Problem>
Which of the lines below contain the word "petal", with case counting? Copy each such line in full.

Material shown>
····················
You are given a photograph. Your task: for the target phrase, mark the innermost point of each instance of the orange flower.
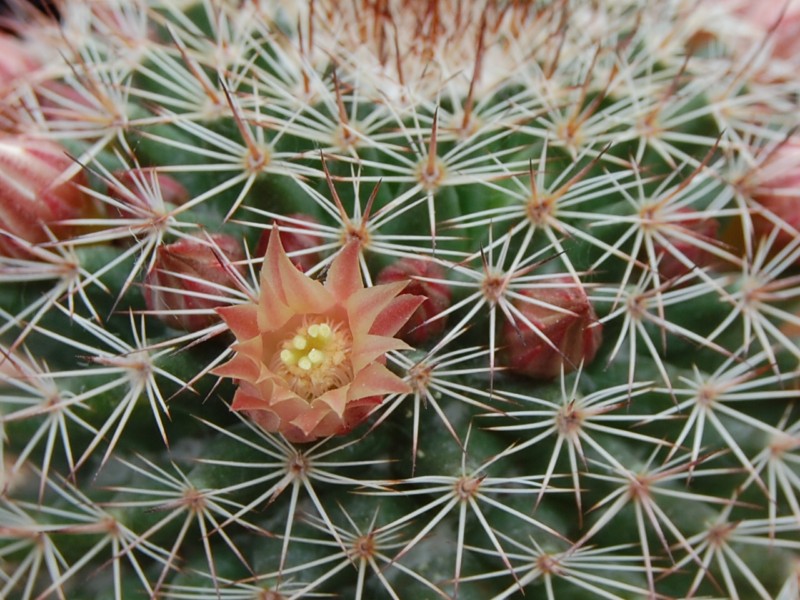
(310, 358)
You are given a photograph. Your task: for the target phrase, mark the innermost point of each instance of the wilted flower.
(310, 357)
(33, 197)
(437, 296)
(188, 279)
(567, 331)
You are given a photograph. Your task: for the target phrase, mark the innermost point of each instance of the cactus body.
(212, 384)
····················
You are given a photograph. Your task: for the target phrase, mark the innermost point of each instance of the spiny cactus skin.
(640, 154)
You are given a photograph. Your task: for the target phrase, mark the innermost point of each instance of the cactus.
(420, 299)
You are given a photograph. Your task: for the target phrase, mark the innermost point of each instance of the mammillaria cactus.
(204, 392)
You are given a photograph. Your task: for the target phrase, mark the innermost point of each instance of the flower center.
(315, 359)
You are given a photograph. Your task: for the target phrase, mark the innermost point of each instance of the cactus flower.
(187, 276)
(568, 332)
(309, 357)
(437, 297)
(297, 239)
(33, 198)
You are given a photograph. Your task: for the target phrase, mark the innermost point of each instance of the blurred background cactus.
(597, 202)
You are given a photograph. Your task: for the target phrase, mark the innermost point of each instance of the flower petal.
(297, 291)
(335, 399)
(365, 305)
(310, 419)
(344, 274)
····················
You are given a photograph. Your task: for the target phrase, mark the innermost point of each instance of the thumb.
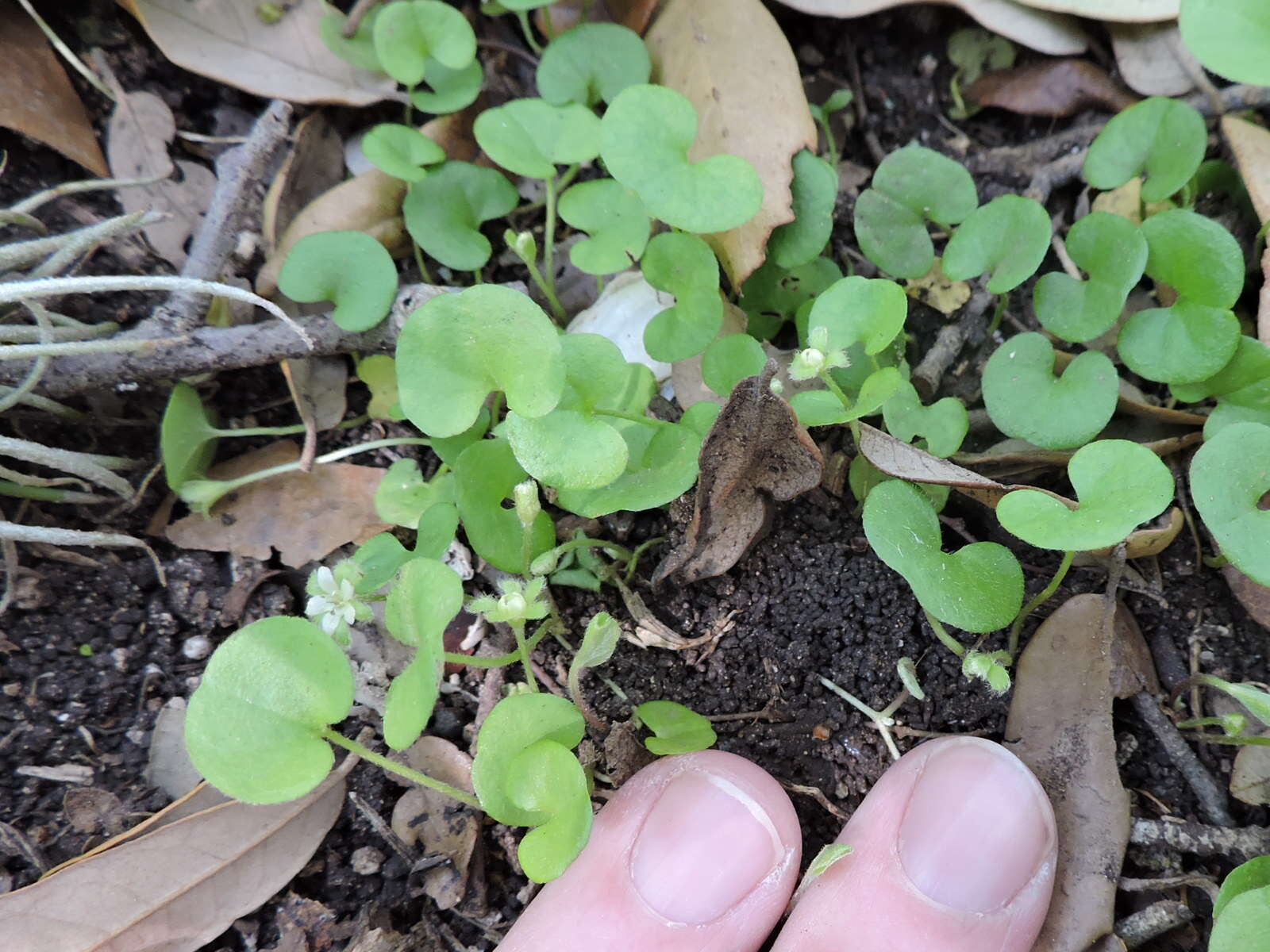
····················
Exercise response>
You are given a photograph. Your task: for the target phrase, mark the innermost point of each instance of the flower petal.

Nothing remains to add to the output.